Prompt:
Copy out all of the data exactly as it appears.

────────────────

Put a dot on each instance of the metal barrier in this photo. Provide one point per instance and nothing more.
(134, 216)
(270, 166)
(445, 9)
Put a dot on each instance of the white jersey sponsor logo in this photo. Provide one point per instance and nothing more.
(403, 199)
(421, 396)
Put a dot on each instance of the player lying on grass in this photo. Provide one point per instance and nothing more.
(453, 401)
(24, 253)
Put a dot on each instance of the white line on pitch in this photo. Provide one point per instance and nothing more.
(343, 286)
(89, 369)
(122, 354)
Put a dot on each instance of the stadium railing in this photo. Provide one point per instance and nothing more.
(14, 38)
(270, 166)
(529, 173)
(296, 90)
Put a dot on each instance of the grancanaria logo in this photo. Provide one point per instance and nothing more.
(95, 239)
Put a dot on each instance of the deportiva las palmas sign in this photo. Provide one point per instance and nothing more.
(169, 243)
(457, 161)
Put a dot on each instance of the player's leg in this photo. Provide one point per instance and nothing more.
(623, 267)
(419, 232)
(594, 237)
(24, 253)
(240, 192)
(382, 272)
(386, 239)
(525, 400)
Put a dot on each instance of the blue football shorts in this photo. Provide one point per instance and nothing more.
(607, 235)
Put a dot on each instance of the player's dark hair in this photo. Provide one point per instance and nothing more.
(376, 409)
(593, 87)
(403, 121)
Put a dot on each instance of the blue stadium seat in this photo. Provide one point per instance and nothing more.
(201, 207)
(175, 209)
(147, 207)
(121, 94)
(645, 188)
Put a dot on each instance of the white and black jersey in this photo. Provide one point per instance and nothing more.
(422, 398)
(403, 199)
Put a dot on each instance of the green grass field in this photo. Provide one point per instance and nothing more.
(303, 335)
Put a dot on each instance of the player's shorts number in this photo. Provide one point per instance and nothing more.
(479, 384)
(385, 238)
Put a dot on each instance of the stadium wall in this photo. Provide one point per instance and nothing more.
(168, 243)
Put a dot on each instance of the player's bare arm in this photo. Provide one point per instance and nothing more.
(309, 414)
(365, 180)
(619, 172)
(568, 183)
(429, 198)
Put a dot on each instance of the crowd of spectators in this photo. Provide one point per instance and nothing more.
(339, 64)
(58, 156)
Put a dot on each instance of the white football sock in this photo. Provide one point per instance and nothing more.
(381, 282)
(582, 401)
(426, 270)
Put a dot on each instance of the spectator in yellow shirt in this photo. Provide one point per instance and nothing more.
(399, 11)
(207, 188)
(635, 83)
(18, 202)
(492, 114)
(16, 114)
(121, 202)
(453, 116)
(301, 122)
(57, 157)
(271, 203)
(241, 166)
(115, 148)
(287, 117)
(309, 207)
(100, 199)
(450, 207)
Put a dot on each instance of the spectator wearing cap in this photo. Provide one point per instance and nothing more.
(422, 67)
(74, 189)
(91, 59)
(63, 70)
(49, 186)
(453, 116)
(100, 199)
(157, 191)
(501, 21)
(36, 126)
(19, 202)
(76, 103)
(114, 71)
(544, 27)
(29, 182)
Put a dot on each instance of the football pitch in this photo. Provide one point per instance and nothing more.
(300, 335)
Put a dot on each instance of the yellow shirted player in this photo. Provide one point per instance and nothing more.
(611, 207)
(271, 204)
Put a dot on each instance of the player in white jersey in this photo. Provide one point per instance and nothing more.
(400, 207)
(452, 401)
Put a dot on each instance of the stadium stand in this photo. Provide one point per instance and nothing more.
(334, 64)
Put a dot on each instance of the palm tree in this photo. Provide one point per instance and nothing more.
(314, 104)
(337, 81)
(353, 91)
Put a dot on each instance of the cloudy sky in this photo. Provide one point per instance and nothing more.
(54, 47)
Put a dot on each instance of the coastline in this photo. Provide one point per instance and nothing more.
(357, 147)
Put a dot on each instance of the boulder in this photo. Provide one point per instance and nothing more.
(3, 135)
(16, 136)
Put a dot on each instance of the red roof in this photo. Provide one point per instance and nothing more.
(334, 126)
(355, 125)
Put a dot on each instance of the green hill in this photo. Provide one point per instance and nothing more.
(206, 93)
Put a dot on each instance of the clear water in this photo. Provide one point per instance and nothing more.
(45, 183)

────────────────

Answer below:
Put a dot on each instance of the metal barrier in this photo. Provide one point per instance and nothing more.
(134, 216)
(270, 166)
(445, 9)
Put a dot on each instance of the white jersey sponsor logo in this photo. Provide one point per instance and nothing more.
(403, 199)
(421, 396)
Put a dot on each instance of the player lying on grass in this photo. Provide one point per instance and nothing more.
(453, 401)
(24, 253)
Put a dot on each instance of the white line on pitch in this photo. Provide one point per instance and nothing more.
(343, 286)
(89, 369)
(122, 354)
Put a dot on each instance of the stadium railing in this photo. Provide one point per instance and nothing more.
(14, 38)
(270, 166)
(529, 173)
(296, 90)
Put a dot on each instance of the grancanaria logo in this photo. Provide one point per instance and nothing more.
(95, 239)
Put a dot on each instance of the deportiva las palmas sign in this photo. Provide one point per instance and nothing more.
(169, 243)
(457, 161)
Put a dot on each instance of the player's leg in this photo. Provide one point per instance and nothing more.
(623, 267)
(419, 232)
(594, 237)
(24, 253)
(240, 192)
(382, 272)
(386, 239)
(525, 400)
Put a dot on each instance of the blue football shorts in this photo. Provide one point per instance and nothing more.
(607, 235)
Put a dot on each instance of the player's dark hair in this photo. Provide one point per instance and nothing more.
(376, 409)
(593, 87)
(403, 121)
Put a dot on each instance of the blue stadium seat in this photo. Provide one point per instance and nothing more.
(201, 207)
(175, 209)
(147, 207)
(121, 94)
(645, 188)
Put a dot on each instance of the white and black jersey in this photo. Provide one point per instance and nothing more.
(422, 398)
(403, 199)
Put a dot on each instance of the green grass field in this photo. Provide one point per instance and nothing more.
(303, 335)
Put a dot on each instance of the player's shorts number in this photo. Provide one point per instance and nothing more.
(479, 384)
(385, 238)
Put a dot on each instance of the stadium wall in this photo. Provide one point per instance and nothing more.
(168, 243)
Put a dot on each instance of the player's bare arm in this photo. Provide one point per instance and nothing more.
(309, 414)
(365, 180)
(619, 172)
(568, 183)
(429, 198)
Put a dot on each instance of the crowd of spectators in this photo. Provide one point per instance and nothing more.
(339, 64)
(58, 156)
Put a dot on each instance of the white football sock in this photo. Provide one point per instance and nothing more.
(381, 282)
(582, 401)
(426, 270)
Put a dot on each instance of the spectator in yellow shirt in this photo. Provide one point per instance and nothing more.
(399, 11)
(207, 188)
(635, 83)
(18, 202)
(492, 114)
(16, 114)
(121, 202)
(453, 116)
(301, 122)
(57, 157)
(271, 203)
(241, 166)
(115, 148)
(287, 117)
(309, 207)
(100, 199)
(450, 207)
Put a dot on each instance of the spectator wearing cap in this photo. Provide one point per instance and nothing more.
(422, 67)
(74, 189)
(91, 59)
(63, 70)
(49, 186)
(453, 116)
(100, 199)
(157, 191)
(501, 21)
(36, 126)
(19, 202)
(76, 103)
(114, 71)
(544, 27)
(29, 182)
Put a dot on each instance of the football pitch in this photo. Provide one point per instance and nothing more.
(300, 335)
Put a dot on each instance of the yellow shirted player in this photo. Provide one point per instance and nothing more.
(611, 207)
(271, 204)
Put a dot on each instance of the player in white jersey in this photo. Provide one point per instance and nothing more.
(400, 207)
(452, 401)
Put a dot on each instance of the stadium stand in this photo. Provide one point per instance and nothing more.
(334, 64)
Put a dot on each instance of the palm tree in this photo. Provide one point per instance and nothing more.
(314, 104)
(337, 81)
(353, 91)
Put a dot on each instance of the cloudy sky in this photo. Provide one point per instance and nothing more.
(54, 47)
Put a dot on each instance of the coastline in this photo. Provide one point per instance and nothing more.
(357, 147)
Put a dot on each instance of the boulder in this photo. Provide one point per instance and nothing more.
(3, 135)
(16, 136)
Put a dot on each instance of the red roof in this photo. Provide one point per instance and nothing more.
(334, 126)
(355, 125)
Put a dot on each instance of the green hill in this photo. Provide one point per instance and nothing more.
(206, 93)
Put a dot on each instance of the clear water in this photo. Provide one point per instance and nothing more.
(45, 183)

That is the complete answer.